В общем, проблемы росли, как снежный ком, и оставалось надеяться на то, что давно готовившийся зимний поход в Литву даст результаты и дело сдвинется с мёртвой точки. Но игра эта шла в две руки. В Вильно, несмотря на все трудности, вовсе не собрались дожидаться, пока русские полки, тронувшись с места по мановению царской руки, вторгнутся в пределы Великого княжества Литовского.
Литовская диспозиция
К зимней кампании готовились не только в Москве, но и в Вильно. Провал мобилизации предыдущей зимой не мог не произвести гнетущего впечатления на правящую верхушку Великого княжества Литовского. Весной-летом 1563 года Сигизмунд II и паны-рада пытались решить эту проблему. На руку им играл шок, который испытало литовское общество после неожиданного падения Полоцка. «Захват московитами Полоцка больно ударил по честолюбию шляхты», — отмечает белорусский историк А. Н. Янушкевич и, развивая свою мысль, указывает, что «как магнатам, так и рядовой шляхте было понятно, что реализовать реванш невозможно без значительных мобилизационных и организационных усилий».
Ответу на вопрос «что и как делать?» был посвящён созванный в Вильно в мае-июне 1563 года вальный (всеобщий) сейм. После бурного обсуждения делегаты одобрили постановление, которое определяло порядок мобилизации посполитого рушения и характер его военной службы. В нём подтверждалось прежнее требование выставлять полностью экипированного всадника с каждых десяти «служб», а также вводилось новшество: с каждых 20 волок должно было выставить пехотинца-драба с ручницей или рогатиной и с топором. Особо оговаривались наказания для тех, кто дезертирует или же попытается уклониться от службы, прислав вместо себя наёмника. Отдельно рассматривался вопрос о своевременном прибытии шляхты на место сбора войска — в Крево, к 1 августа 1563 года.
Но, поскольку перемирие неоднократно продлевалось, сроки сбора посполитого рушения сдвигались: сначала на 29 сентября, затем на 18 октября, потом на 21 ноября. Эти подвижки не самым лучшим образом сказались на готовности шляхты выступить на великокняжескую службу, не говоря уже о том неблагоприятном воздействии на её решимость воевать, какое оказала перспектива принять участие в боевых действиях зимой. По словам А.Н. Янушкевича, «в зимнее время шляхта неодобрительно смотрела на военную службу, так как содержание их и их боевых лошадей стоило значительно больше, чем летом». В общем, сохранившиеся фрагменты «пописа» явившейся в конце 1563 — начале 1564 года на службу шляхты показывает, что неявка составила примерно 1/3, если не больше, служилых людей.

§ **Задание 1**
Выведите без изменений строки листинга от строки, содержащей «trail in the picture above?», до конца листинга, включая обе границы.
Текст и листинг никак не связаны друг с другом.

Листинг разметки местоположений

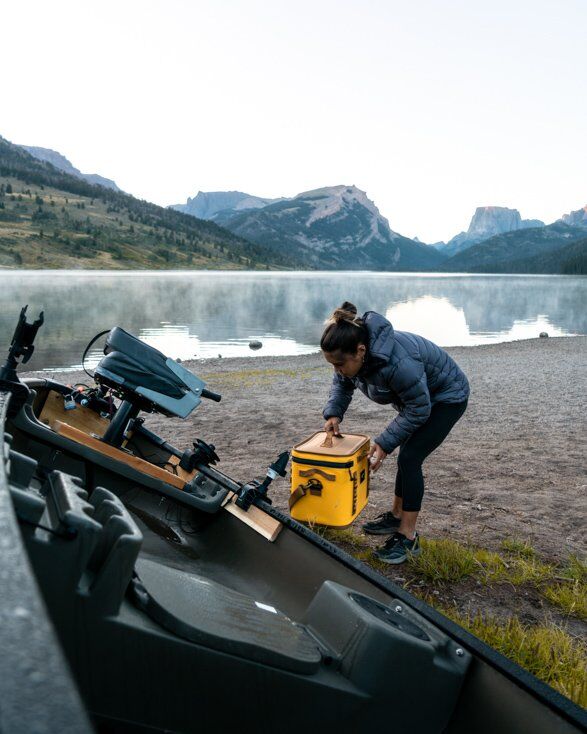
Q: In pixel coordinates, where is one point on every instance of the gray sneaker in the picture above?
(398, 549)
(385, 524)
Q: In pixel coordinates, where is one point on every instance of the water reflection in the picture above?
(204, 314)
(437, 319)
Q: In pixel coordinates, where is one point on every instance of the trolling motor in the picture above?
(257, 489)
(21, 347)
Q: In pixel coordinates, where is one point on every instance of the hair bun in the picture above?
(345, 313)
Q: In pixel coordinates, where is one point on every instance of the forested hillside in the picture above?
(50, 219)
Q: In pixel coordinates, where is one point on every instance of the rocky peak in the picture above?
(338, 201)
(487, 222)
(207, 204)
(578, 218)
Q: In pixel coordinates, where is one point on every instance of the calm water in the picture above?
(204, 314)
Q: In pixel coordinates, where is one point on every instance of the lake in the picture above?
(204, 314)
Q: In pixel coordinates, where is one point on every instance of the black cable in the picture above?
(87, 349)
(70, 535)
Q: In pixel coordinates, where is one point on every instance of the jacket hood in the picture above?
(381, 338)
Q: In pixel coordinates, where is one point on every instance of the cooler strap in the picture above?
(311, 472)
(312, 486)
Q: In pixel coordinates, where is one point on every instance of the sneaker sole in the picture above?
(397, 561)
(390, 531)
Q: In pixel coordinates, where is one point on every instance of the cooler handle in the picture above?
(313, 486)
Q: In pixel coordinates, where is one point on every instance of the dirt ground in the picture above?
(515, 466)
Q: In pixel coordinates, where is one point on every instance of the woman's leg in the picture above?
(397, 499)
(412, 454)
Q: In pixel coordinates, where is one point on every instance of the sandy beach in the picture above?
(515, 466)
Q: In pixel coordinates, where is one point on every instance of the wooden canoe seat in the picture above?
(254, 517)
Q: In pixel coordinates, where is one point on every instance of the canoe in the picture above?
(146, 591)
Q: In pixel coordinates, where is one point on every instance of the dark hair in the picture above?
(344, 331)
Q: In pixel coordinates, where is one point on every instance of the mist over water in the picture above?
(203, 314)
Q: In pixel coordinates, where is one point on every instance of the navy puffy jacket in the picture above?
(404, 370)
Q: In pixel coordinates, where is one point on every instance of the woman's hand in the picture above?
(332, 426)
(376, 457)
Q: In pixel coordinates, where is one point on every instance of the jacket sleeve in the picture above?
(408, 381)
(341, 394)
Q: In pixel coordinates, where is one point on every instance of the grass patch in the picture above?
(341, 535)
(368, 556)
(547, 651)
(447, 561)
(444, 560)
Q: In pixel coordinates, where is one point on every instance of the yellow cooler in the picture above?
(329, 479)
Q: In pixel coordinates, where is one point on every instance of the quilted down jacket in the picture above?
(404, 370)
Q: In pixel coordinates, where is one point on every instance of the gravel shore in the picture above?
(514, 466)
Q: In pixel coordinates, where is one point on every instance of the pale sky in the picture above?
(433, 107)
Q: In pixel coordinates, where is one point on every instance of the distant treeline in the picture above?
(17, 163)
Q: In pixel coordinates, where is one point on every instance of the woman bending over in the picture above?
(421, 381)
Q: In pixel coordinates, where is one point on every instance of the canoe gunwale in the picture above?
(558, 703)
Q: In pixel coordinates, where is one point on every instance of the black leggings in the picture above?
(409, 482)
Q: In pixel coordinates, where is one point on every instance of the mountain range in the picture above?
(60, 161)
(334, 227)
(339, 227)
(487, 222)
(51, 218)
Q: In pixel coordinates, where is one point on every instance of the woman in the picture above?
(422, 382)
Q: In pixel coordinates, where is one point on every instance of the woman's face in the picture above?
(347, 365)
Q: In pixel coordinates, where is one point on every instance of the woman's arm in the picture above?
(408, 381)
(341, 394)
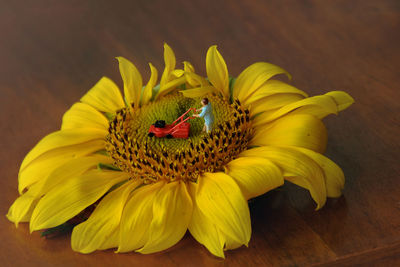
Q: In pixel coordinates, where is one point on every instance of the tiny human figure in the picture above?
(206, 113)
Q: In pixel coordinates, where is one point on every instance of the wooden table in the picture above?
(52, 52)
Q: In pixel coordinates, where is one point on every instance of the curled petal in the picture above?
(148, 90)
(103, 222)
(172, 212)
(217, 71)
(270, 104)
(253, 77)
(318, 106)
(343, 100)
(63, 138)
(40, 167)
(198, 92)
(293, 130)
(221, 201)
(104, 96)
(297, 168)
(273, 87)
(132, 81)
(170, 61)
(334, 177)
(22, 208)
(203, 229)
(136, 218)
(254, 175)
(68, 199)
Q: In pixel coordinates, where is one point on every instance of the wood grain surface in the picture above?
(52, 52)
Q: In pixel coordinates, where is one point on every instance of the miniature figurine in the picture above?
(180, 128)
(206, 113)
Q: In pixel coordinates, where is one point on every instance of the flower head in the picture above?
(144, 191)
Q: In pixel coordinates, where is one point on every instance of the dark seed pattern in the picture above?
(134, 154)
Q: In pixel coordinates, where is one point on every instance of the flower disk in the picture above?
(118, 184)
(155, 159)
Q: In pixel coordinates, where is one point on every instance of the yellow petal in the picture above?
(132, 81)
(293, 130)
(273, 103)
(221, 201)
(148, 90)
(71, 169)
(172, 212)
(198, 91)
(104, 96)
(136, 218)
(63, 138)
(254, 175)
(253, 77)
(334, 177)
(231, 243)
(318, 106)
(170, 61)
(170, 87)
(343, 100)
(177, 73)
(22, 208)
(40, 168)
(217, 71)
(203, 229)
(195, 80)
(91, 234)
(68, 199)
(273, 87)
(82, 115)
(297, 168)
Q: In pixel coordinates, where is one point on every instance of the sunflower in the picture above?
(142, 193)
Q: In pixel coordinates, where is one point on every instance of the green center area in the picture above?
(170, 108)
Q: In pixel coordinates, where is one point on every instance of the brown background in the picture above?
(52, 52)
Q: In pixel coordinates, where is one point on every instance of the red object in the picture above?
(178, 129)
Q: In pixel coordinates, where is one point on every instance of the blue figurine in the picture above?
(206, 113)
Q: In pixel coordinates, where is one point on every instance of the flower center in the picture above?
(153, 159)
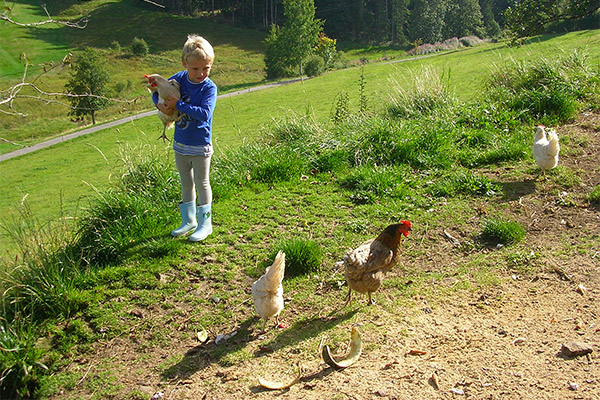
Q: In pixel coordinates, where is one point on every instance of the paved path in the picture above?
(95, 128)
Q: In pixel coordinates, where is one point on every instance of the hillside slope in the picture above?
(489, 323)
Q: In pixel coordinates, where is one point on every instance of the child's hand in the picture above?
(171, 101)
(168, 107)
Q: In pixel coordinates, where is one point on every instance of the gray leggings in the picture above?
(193, 171)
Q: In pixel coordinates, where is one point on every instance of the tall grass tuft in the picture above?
(427, 95)
(502, 231)
(463, 182)
(369, 184)
(39, 282)
(302, 256)
(20, 368)
(594, 196)
(548, 91)
(36, 285)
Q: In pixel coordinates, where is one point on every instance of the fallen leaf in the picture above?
(202, 336)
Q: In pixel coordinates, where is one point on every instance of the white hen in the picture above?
(546, 149)
(165, 88)
(267, 291)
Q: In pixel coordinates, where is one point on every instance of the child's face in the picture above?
(198, 69)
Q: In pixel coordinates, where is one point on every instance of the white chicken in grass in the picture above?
(546, 148)
(165, 89)
(267, 291)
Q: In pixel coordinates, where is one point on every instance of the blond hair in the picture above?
(197, 47)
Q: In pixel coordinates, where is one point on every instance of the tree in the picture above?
(531, 17)
(88, 83)
(463, 18)
(491, 26)
(288, 46)
(427, 20)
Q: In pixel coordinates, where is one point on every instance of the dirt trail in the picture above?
(500, 342)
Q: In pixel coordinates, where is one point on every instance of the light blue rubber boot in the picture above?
(204, 217)
(188, 218)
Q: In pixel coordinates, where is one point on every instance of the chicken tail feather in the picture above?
(274, 275)
(553, 146)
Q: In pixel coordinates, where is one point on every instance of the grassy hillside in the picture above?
(111, 29)
(244, 118)
(117, 310)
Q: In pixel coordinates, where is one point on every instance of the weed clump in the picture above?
(502, 231)
(302, 256)
(594, 196)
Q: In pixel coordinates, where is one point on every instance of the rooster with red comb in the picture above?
(366, 266)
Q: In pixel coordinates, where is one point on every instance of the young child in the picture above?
(193, 134)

§ **Задание 2**
Допишите следующую часть текста о подготовке Великого княжества Литовского к зимней кампании, начав сразу после последнего приведённого предложения.

§ **Письменный ответ 1**
Q: In pixel coordinates, where is one point on every instance of the dirt trail in the picture above?
(500, 342)
Q: In pixel coordinates, where is one point on every instance of the light blue rubber boot in the picture above?
(204, 217)
(188, 218)
Q: In pixel coordinates, where is one point on every instance of the chicken tail feather in the picture above?
(274, 275)
(553, 146)
Q: In pixel coordinates, where is one point on every instance of the grassy hillside in the picture above?
(111, 29)
(244, 118)
(117, 310)
Q: In pixel coordinates, where is one point on every instance of the weed clump in the picture above?
(502, 231)
(302, 256)
(594, 196)
Q: In pixel coordinates, where is one point on every instance of the rooster with red comb in the picture above?
(366, 266)
Q: In pixel coordinates, where is one point on every instance of the young child in the picture above?
(193, 134)

§ **Письменный ответ 2**
Видимо, предполагая такое развитие событий, литовские власти попытались перестраховаться за счёт набора наёмников, конных и пеших. Осенью 1563 года началась раздача «приповедных листов» литовским ротмистрам, а на торжищах и в церквях княжеские бирючи зазывали «козаков пеших и волостных людей» «на конях и пешо, яко хто усхочеть, и з бронями, каковую хто мети может, и с чим умее» на государскую службу. Не забыли и о польских наёмниках, коих поначалу набрали почти 9000 конных и пеших бойцов, но затем, в преддверии зимы, бо́льшую часть распустили: войны пока не предвиделось, а содержать это буйное и заносчивое воинство было весьма и весьма накладно для великокняжеского скарба. К началу 1564 года их осталось немногим более 1000 всадников и чуть меньше 2000 пехотинцев-драбов.
Перед битвой
На тот момент расположение литовского войска было следующим. Командовавший сигизмундовой ратью наивысший гетман Миколай Радзивилл Рыжий имел в своём распоряжении примерно 4000 бойцов, преимущественно конницу: наёмные роты, панские почты и остатки посполитого рушения. Впрочем, есть и иные цифры. Например, папский легат в Польше кардинал Коммендони писал о 6000 литвинов в подчинении у Радзивилла. В декабре гетман перевёл свои силы из лагеря под Крево на новое место, под Лукомль. Польские наёмники размещались в районе Борисова, юго-западнее Лукомля, прикрывая направление на Минск. Ещё примерно 2000 пехоты и конницы имел староста оршанский и чернобыльский Филон Кмита, находившийся в Орше.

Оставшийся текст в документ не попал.